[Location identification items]
::::

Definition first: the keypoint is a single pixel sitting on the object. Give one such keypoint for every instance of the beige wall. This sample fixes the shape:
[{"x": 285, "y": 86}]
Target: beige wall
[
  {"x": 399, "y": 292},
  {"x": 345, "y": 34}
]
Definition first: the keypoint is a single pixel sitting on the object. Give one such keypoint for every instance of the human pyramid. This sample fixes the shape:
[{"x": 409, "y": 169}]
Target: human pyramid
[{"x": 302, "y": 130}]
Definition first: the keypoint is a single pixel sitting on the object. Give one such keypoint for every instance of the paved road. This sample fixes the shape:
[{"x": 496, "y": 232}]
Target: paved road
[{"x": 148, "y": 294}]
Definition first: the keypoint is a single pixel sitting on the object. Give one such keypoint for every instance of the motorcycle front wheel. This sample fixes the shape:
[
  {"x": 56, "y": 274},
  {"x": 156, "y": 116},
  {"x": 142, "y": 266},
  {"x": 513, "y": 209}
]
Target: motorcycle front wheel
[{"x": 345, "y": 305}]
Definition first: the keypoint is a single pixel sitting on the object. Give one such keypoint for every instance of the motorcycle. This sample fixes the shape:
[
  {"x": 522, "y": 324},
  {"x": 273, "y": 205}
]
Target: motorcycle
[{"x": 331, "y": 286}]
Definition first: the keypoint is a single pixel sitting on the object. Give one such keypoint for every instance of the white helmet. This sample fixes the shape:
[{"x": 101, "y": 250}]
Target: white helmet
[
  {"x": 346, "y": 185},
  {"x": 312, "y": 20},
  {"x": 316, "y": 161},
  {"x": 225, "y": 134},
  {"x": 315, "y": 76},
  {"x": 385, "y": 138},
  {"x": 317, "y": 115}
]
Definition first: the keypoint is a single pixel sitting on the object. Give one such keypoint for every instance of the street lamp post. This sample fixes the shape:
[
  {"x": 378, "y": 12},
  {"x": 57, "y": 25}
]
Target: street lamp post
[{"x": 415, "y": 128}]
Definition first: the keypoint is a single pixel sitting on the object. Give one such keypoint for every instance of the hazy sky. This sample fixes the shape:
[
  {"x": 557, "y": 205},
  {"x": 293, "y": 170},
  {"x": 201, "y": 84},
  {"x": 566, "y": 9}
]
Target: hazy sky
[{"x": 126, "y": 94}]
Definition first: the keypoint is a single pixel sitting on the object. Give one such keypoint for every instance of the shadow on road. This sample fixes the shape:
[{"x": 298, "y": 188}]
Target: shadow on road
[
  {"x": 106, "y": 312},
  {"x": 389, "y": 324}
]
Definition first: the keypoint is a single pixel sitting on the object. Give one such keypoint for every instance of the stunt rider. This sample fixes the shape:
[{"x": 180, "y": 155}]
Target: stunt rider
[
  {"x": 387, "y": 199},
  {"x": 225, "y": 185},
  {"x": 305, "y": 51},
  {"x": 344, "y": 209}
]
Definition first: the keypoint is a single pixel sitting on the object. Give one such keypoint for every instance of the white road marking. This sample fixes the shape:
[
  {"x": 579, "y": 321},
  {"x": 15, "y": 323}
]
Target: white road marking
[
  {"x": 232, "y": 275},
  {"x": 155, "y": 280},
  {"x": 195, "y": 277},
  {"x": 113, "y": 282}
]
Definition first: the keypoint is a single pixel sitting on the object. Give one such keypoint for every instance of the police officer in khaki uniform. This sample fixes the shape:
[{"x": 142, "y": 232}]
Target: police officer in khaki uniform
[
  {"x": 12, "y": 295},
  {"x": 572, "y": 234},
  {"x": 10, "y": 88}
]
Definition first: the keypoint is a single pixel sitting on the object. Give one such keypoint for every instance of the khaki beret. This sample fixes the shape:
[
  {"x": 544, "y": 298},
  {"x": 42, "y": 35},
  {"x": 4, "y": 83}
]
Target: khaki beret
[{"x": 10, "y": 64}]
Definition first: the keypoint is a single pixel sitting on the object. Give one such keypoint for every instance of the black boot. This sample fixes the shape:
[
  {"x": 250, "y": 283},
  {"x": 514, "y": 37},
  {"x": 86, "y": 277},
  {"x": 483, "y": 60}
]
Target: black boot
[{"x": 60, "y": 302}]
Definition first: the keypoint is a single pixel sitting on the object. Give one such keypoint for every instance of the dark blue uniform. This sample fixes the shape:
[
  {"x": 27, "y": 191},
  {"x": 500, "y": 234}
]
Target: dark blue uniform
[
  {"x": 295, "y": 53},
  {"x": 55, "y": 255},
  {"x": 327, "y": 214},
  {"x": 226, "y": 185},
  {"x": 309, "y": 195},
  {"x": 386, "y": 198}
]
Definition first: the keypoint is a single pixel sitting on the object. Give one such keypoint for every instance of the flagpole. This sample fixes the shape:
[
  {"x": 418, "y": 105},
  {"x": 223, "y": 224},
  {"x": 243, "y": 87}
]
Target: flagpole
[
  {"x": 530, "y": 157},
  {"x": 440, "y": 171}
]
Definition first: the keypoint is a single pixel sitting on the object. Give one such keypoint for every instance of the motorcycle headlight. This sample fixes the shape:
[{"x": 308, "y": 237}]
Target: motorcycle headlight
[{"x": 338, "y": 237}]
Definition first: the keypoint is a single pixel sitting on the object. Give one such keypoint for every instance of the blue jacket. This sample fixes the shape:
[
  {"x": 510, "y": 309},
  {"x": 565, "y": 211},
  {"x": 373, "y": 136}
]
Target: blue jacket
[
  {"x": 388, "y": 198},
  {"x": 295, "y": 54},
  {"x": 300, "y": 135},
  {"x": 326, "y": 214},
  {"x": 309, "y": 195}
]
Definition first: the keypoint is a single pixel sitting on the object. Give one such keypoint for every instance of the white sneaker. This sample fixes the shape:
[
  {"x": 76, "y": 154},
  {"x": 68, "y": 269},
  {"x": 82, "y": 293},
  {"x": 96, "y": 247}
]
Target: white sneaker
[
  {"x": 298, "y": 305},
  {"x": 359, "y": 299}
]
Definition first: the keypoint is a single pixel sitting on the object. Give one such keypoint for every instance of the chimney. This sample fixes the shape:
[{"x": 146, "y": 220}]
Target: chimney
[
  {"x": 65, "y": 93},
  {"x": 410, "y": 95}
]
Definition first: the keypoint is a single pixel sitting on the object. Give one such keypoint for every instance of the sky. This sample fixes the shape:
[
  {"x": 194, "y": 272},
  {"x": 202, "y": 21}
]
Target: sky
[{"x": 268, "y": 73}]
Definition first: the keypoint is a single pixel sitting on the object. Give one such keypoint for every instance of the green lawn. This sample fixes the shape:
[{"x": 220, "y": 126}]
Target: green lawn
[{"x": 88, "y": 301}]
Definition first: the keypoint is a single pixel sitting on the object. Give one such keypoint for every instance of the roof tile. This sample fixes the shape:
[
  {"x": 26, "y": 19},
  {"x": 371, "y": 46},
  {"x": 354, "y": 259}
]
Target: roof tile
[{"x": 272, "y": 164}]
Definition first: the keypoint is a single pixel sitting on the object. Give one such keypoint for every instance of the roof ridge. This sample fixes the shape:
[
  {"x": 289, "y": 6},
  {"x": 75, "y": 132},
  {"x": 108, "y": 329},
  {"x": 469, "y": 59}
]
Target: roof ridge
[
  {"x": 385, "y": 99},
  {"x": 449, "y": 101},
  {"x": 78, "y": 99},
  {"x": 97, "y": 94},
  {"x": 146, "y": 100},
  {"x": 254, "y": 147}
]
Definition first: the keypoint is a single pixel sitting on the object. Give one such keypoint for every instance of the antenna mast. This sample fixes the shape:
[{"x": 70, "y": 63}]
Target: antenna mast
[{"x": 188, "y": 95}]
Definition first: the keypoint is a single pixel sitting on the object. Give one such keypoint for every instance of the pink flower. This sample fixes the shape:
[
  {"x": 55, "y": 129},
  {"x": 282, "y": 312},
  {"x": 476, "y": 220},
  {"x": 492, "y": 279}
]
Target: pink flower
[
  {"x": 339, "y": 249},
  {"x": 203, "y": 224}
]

::::

__Short exercise__
Repeat exactly, and only, the lines of the records above, starting with the line that contains "the roof ridge." and ending with the final line, both included.

__Task response__
Definition first: the keypoint is a single pixel sitting on the object. Give one such keypoint for every instance of the roof ridge. This sample fixes the shape:
[
  {"x": 289, "y": 6},
  {"x": 75, "y": 132},
  {"x": 108, "y": 329},
  {"x": 469, "y": 59}
]
Target: roof ridge
[
  {"x": 385, "y": 99},
  {"x": 449, "y": 101},
  {"x": 78, "y": 99},
  {"x": 97, "y": 94},
  {"x": 146, "y": 100},
  {"x": 254, "y": 147}
]
Definition first: the keypoint is a single pixel sitting on the object. Give one such keypoint for every instance of the antenna mast. This sample fixes the shape:
[{"x": 70, "y": 63}]
Target: antenna mast
[{"x": 188, "y": 95}]
Definition first: the keypoint is a single pixel sitting on the object. Give one such keypoint for every instance of the pink flower. This sample fixes the shape:
[
  {"x": 55, "y": 129},
  {"x": 282, "y": 312},
  {"x": 476, "y": 220},
  {"x": 492, "y": 279}
]
Target: pink flower
[
  {"x": 339, "y": 249},
  {"x": 203, "y": 224}
]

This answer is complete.